_Prompt_
Reproduce word for word the portion of the state immunity judgment starting with "Although put last" and going on through "of English law.".

It is not submitted that the Bank, still less the Second and Third Defendants, are a State within the meaning of Section 14 (1). What is submitted is that the Bank is a separate entity as defined in that subsection, namely an entity which is distinct from the executive organs of the government of a state which is capable of suing or being sued. Accordingly it does not have immunity by reason of its status or, in the Latin phrase ratione personae. The immunity claimed is under Section 14 (2). This immunity is said to arise by reason of the subject matter of the impugned actions, or, in the Latin phrase, ratione materiae. It is submitted that the proceedings relate to things done by the Bank in the exercise of sovereign authority, and if they had been done by the state directly the state would have been immune from being sued in this country pursuant to s.1 of the 1978 Act.

30.

For the Claimants it is submitted that because they allege that the letter was written maliciously, that takes the case outside s.14 (2) (a) of the 1978 Act. It is submitted that a letter written maliciously cannot be a thing done in the exercise of sovereign authority. Further, or alternatively, the 1978 Act does not provide immunity to employees of a separate entity, in any event when they are acting maliciously. The Claimants also submit that where the Judgments Regulation (in this case Article 5(3)) applies, it precludes a party from invoking state immunity, or, alternatively that Article 6 of the European Convention of Human Rights (“ECHR”) as applied by the Human Rights Act 1998 precludes a claim for state immunity on the facts of this case.

31.

Alternatively, both parties submit that to the extent that the matter is to be determined under the common law precisely the same arguments apply.

JUDGMENTS REGULATION AND STATE IMMUNITY

32.

Although put last in the Claimants’ argument, the submission that state immunity cannot be raised in proceedings served in accordance with the Regulation Art 5(3) is logically the first point.

33.

This is a novel submission. The possibility that there may be a problem is raised briefly by the editors of Cheshire & North’s Private International Law 13th ed 1999 at p402 and mentioned even more briefly in Briggs and Rees on Civil Jurisdiction and Judgments 4th ed (2005) at para 4.09. It does not appear in other academic commentaries on the Regulation, or in the commentaries on the Brussels Convention, including those of Professors Jenard and Schlosser, to which attention was directed in the Civil Jurisdiction and Judgments Act 1982 when the Brussels Convention became part of English law.

34.

The point can be divided into two issues: Is the Regulation to be read subject to, or as excluding, the doctrine of state immunity in international law? Are the present proceedings a civil matter within Art 1 (which sets out the scope of the Regulation)?

35.

_Supplied material_
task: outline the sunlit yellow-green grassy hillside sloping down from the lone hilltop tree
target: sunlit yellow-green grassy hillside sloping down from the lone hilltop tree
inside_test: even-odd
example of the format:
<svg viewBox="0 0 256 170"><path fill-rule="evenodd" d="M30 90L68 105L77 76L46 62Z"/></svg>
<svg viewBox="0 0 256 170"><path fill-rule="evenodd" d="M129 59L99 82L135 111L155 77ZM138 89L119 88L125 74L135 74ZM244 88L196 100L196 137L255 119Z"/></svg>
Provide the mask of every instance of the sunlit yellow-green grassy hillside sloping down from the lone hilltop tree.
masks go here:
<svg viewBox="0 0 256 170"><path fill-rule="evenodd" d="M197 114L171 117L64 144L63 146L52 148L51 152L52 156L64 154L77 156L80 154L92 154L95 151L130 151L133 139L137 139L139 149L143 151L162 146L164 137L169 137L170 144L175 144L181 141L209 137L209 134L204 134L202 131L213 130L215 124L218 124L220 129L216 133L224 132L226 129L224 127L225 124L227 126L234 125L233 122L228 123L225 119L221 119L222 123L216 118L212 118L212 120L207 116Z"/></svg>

_Result of the exercise_
Although put last in the Claimants’ argument, the submission that state immunity cannot be raised in proceedings served in accordance with the Regulation Art 5(3) is logically the first point.

33.

This is a novel submission. The possibility that there may be a problem is raised briefly by the editors of Cheshire & North’s Private International Law 13th ed 1999 at p402 and mentioned even more briefly in Briggs and Rees on Civil Jurisdiction and Judgments 4th ed (2005) at para 4.09. It does not appear in other academic commentaries on the Regulation, or in the commentaries on the Brussels Convention, including those of Professors Jenard and Schlosser, to which attention was directed in the Civil Jurisdiction and Judgments Act 1982 when the Brussels Convention became part of English law.